Problem details: The output should be exactly the lines from the one containing "Objective — for every instance of the bus side" through the last line of the records, and only those.
Raw data Start Marker
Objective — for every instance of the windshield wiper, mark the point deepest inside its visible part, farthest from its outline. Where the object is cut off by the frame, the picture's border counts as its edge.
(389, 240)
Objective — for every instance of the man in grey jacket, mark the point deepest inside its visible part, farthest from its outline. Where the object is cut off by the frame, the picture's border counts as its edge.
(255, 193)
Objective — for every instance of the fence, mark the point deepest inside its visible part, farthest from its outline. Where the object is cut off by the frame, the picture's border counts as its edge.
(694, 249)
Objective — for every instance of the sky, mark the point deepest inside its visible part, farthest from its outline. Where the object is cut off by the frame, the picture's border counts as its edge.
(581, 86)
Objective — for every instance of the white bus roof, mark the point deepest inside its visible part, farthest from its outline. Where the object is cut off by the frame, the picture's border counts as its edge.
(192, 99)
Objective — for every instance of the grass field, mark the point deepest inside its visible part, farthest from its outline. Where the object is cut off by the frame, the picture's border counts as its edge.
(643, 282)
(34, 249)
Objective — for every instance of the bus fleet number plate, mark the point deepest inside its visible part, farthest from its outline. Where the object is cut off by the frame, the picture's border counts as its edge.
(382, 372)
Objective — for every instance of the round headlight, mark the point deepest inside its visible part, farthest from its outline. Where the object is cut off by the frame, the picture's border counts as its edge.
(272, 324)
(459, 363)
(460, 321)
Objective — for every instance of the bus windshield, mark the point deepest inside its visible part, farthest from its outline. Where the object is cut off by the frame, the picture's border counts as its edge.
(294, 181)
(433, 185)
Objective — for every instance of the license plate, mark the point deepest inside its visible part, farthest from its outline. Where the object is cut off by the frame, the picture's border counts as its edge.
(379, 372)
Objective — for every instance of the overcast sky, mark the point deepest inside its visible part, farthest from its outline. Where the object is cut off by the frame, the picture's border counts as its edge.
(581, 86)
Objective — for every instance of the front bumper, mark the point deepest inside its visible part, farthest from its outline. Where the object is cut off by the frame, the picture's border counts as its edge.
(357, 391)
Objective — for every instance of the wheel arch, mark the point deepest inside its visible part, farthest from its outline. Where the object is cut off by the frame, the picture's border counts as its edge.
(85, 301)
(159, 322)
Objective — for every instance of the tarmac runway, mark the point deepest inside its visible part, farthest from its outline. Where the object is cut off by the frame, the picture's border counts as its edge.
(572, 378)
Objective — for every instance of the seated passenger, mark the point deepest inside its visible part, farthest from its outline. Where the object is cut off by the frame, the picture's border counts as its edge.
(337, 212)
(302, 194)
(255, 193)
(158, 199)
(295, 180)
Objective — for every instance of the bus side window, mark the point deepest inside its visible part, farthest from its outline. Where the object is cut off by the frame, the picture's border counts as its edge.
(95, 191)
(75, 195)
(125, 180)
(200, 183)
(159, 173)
Raw data End Marker
Finished task:
Objective — for every instance of the bus side window, mark the point deepest inside its visible part, farthest from its outline. Where the object is cut off by the frame, the picture's border counts as its edge.
(95, 191)
(75, 195)
(125, 180)
(200, 183)
(159, 173)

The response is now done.